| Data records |
-*-*-
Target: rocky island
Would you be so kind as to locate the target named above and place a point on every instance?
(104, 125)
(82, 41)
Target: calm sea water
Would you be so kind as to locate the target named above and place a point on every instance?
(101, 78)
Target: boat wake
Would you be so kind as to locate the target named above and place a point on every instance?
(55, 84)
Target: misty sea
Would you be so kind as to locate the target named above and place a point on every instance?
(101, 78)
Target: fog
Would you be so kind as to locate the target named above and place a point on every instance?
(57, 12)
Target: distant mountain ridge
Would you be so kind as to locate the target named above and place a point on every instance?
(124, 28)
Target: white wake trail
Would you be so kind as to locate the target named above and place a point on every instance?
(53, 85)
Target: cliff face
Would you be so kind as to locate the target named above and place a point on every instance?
-*-*-
| EXERCISE |
Retype every item above word for word, leaving nothing out.

| RESULT OF THE TASK |
Target: rocky island
Would you be so kind as to locate the target named above and place a point on every instance?
(104, 125)
(82, 41)
Target: calm sea water
Would you be so kind as to locate the target named above and place a point on every instance?
(101, 78)
Target: boat wake
Would you be so kind as to locate the target named above and place a point on every instance?
(55, 84)
Target: misty sea
Would you be so kind as to locate the target named above and place a point on every instance?
(101, 78)
Target: fog
Would you be so kind as to locate the target named above and place a point on every instance?
(57, 12)
Target: distant mountain ridge
Would you be so kind as to locate the target named above and place a point on every instance?
(124, 28)
Target: white wake trail
Would you be so kind as to locate the target named above and place a point on every instance?
(53, 85)
Target: cliff face
Would you be so kind as to locate the target named above and place a point on every instance?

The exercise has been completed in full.